▶ Given data:
- - - -
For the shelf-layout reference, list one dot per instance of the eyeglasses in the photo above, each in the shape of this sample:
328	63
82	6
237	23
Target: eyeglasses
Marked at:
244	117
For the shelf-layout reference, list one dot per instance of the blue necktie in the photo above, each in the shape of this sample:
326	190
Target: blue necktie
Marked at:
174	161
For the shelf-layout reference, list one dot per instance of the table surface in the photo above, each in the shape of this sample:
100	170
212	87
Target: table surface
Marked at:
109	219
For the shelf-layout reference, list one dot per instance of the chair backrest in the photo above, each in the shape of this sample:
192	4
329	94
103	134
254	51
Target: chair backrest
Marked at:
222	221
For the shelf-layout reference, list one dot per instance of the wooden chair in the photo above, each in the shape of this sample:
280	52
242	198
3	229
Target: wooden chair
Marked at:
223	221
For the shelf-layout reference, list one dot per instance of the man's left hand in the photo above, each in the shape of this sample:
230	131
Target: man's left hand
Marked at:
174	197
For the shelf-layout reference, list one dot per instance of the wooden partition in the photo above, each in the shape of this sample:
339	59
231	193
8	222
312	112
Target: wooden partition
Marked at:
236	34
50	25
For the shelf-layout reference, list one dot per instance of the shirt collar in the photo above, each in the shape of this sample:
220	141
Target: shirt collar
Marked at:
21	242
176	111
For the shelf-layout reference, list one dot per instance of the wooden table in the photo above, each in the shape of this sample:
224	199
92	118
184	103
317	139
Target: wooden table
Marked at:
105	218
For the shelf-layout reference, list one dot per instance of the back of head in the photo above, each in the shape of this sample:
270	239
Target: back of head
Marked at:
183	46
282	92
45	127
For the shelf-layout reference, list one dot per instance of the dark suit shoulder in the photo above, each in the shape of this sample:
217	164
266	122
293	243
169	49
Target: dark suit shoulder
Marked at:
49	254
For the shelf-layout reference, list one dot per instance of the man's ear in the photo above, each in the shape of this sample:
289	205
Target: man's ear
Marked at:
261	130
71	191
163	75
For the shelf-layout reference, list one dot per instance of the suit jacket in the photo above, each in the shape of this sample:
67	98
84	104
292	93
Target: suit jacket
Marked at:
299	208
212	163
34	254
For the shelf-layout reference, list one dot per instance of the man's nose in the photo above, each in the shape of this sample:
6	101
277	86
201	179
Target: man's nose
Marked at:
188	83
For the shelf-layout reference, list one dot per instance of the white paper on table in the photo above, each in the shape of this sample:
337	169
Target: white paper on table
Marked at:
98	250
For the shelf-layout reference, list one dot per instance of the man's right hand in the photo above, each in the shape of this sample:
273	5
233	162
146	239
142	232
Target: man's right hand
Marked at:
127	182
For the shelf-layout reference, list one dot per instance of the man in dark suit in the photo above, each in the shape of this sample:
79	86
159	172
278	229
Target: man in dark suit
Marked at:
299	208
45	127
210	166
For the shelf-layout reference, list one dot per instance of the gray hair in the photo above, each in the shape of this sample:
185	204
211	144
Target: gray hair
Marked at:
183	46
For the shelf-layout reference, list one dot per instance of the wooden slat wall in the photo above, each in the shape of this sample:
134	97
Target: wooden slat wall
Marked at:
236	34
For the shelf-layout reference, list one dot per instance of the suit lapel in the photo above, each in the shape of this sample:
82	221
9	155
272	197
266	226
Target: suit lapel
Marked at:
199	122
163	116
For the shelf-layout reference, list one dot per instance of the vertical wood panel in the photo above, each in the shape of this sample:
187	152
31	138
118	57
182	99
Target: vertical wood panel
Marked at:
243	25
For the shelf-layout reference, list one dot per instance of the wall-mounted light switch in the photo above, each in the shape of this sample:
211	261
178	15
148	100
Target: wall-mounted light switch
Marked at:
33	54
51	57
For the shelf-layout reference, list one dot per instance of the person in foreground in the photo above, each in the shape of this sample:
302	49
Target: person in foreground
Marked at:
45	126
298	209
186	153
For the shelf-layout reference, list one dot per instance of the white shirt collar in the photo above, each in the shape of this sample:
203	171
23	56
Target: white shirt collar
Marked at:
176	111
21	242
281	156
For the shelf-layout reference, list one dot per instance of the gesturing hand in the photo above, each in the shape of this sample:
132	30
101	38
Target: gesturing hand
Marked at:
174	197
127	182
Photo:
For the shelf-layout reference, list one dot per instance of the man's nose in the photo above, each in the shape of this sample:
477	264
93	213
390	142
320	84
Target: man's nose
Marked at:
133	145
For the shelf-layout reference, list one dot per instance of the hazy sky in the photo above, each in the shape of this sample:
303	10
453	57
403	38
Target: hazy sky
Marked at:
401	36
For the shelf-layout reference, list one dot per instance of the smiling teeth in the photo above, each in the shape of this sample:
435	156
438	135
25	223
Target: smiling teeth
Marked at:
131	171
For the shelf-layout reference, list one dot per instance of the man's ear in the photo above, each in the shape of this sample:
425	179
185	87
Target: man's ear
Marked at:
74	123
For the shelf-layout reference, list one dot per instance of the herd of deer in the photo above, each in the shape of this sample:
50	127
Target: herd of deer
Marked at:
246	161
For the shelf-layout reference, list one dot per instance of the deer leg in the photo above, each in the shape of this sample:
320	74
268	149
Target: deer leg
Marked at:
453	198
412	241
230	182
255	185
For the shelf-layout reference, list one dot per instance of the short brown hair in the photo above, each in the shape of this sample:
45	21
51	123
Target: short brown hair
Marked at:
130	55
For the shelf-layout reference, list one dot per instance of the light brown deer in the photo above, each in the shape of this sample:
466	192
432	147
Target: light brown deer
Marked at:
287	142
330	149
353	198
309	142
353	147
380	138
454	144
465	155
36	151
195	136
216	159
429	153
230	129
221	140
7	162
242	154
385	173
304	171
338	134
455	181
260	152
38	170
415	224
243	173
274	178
- - - -
▶ Task directions: Can you update all the rows above so that every "shelf-layout reference" becomes "store-planning guide", with nothing else altered?

▶ Reply to the task:
For the store-planning guide, list one dot per instance of the eyeglasses in the photo above, each in the shape of this sample:
328	63
82	6
237	23
Target: eyeglasses
Marked at:
244	117
For the store-planning guide, list one dot per instance of the blue necktie in the photo above, each in the shape of this sample:
326	190
Target: blue necktie
Marked at:
174	161
For the store-planning guide, list one dot per instance of the table surface in the photo above, each in the shape of this sample:
100	170
212	87
Target: table surface
Marked at:
109	219
For the store-planning guide, list one dot per instance of the chair backrest in the photo above, each in the shape of this sample:
192	4
329	94
103	134
254	51
Target: chair backrest
Marked at:
222	221
For the store-planning guide, list one dot per instance of the wooden chair in the photo above, each in the shape of this sample:
280	52
242	198
3	229
Target: wooden chair
Marked at:
223	221
For the store-planning guide, list one dot per instance of the man's left hand in the photo above, each in the shape of this sample:
230	131
Target: man's left hand
Marked at:
174	197
For the store-planning guide, list one dot per instance of the wooden partition in the photo above, each in the shape of this sample:
339	59
231	193
8	222
312	112
Target: wooden partition
Marked at:
236	34
50	25
For the store-planning guide, list one dot per instance of the shirt collar in the photo above, each in the shape of this sample:
220	141
Target: shirt collar
Marked at:
21	242
176	111
For the store-planning guide, list one dot per instance of the wooden table in the photo above, each in the shape of this sample:
224	199
92	118
184	103
317	139
Target: wooden table
Marked at:
105	218
For the store-planning guide, list one dot per instance of the back of head in the photo above, each in the shape of this sample:
270	239
Target: back of head
Marked at:
183	46
282	92
45	127
For the store-planning guide, list one dot per instance of the dark suit shoulder in the photo above, each in the shape of this sample:
217	164
266	122
293	243
169	49
Target: dark suit shoulder
Marked at:
49	254
For the store-planning guide, list one dot per instance of the man's ear in the photo above, each in the shape of this sample:
289	205
Target: man's ear
Marked at:
261	130
71	191
163	75
For the store-planning guide, list one dot per instance of the suit jacket in the photo above, each in the shape of this sample:
67	98
84	104
292	93
Target: suit jacket
Marked at:
299	208
212	163
34	254
For the store-planning guide, list one dot per instance of the man's nose in the photo above, each in the shape of this sample:
6	101
277	86
201	179
Target: man's nose
Marked at:
188	83
For the store-planning guide, list one dot per instance of the white paper on table in the photo above, each in the shape of this sample:
337	169
Target: white paper on table
Marked at:
98	250
For the store-planning guide, list one dot per instance of the man's right hand in the photo above, each in the shape of this sample:
273	5
233	162
146	239
142	232
Target: man's right hand
Marked at:
127	182
For the store-planning guide, list one dot per instance of the man in dark suit in the photo above, each in the shape of this sample:
79	86
159	172
278	229
Target: man in dark suit
Marked at:
299	208
45	127
210	166
For the store-planning guide, list one dot per instance of the gray hair in the photo above, each in the shape of this sample:
185	204
211	144
Target: gray hair
Marked at:
183	46
For the store-planning guide, list one dot per instance of the wooden slat wall in the photo above, each in the shape of this sample:
134	97
Target: wooden slat wall
Marked at:
236	34
For the store-planning guide, list one dot per instance of the suit lapel in the photo above, each in the shape of this sample:
82	221
9	155
272	197
266	226
Target: suit lapel
Marked at:
199	122
163	116
For the store-planning guide, list one dot per instance of the vertical wood panel in the photo above, each in the shape of this sample:
187	152
31	138
118	57
182	99
Target: vertical wood panel
Marked at:
243	25
For the store-planning guide, list one dot per instance of the wall-mounted light switch in the photo above, each in the shape of this sample:
211	261
178	15
148	100
Target: wall-mounted light switch
Marked at:
33	54
51	57
For the store-planning guide, list one dot per instance of the person in foreground in the photo above, each in the shape of this sample:
302	49
Target: person in foreground
Marked at:
45	126
298	209
186	153
For the store-planning guide, list one dot per instance of the white shirt collar in the photo above, each in the shape of this sample:
203	171
23	56
Target: white shirt collar
Marked at:
176	111
21	242
281	156
For the store-planning guide, list one dot per instance of the gesturing hand in the photo above, each in the shape of this sample:
132	30
101	38
Target: gesturing hand
Marked at:
174	197
127	182
Photo:
For the store-planning guide, list one dot per instance of the man's nose in the photo above, each in the shape of this sample:
477	264
93	213
390	142
320	84
Target: man's nose
Marked at:
133	145
For the store-planning guide, list one dot per instance of the hazy sky in the photo above, each in the shape of this sample:
303	10
453	57
403	38
Target: hazy sky
Marked at:
401	36
For the store-planning guide, list one dot per instance of the smiling teeth in the photo above, each in the shape of this sample:
435	156
438	135
25	223
Target: smiling teeth
Marked at:
131	171
For the store-planning guide, list one dot per instance of the man's ear in the photo above, each in the shape of this sample:
425	179
185	87
Target: man's ear
Marked at:
74	123
For the store-planning guide, list one dot per instance of the herd of deer in the photo above, each in the shape of this sample:
50	127
Target: herd of deer
Marked at:
246	161
For the store-planning guide, list one dot per instance of the deer leg in the photo above, each in the shape of this sample:
320	74
268	149
Target: deer leg
Marked at:
453	198
412	241
230	182
255	185
For the store-planning guide, list one dot per instance of the short brown hair in the photo above, each in the shape of this sample:
45	21
51	123
Target: short brown hair
Marked at:
130	55
For the store-planning guide, list one dot per instance of the light brown deer in the photo above, each in the shape of this sample:
466	192
432	147
Target: light brown deer
Marked at:
287	142
330	149
353	198
309	142
353	147
380	138
454	144
465	155
36	151
195	136
216	159
429	153
230	129
221	140
7	162
242	154
385	173
304	171
338	134
455	181
260	152
38	170
415	224
243	173
274	178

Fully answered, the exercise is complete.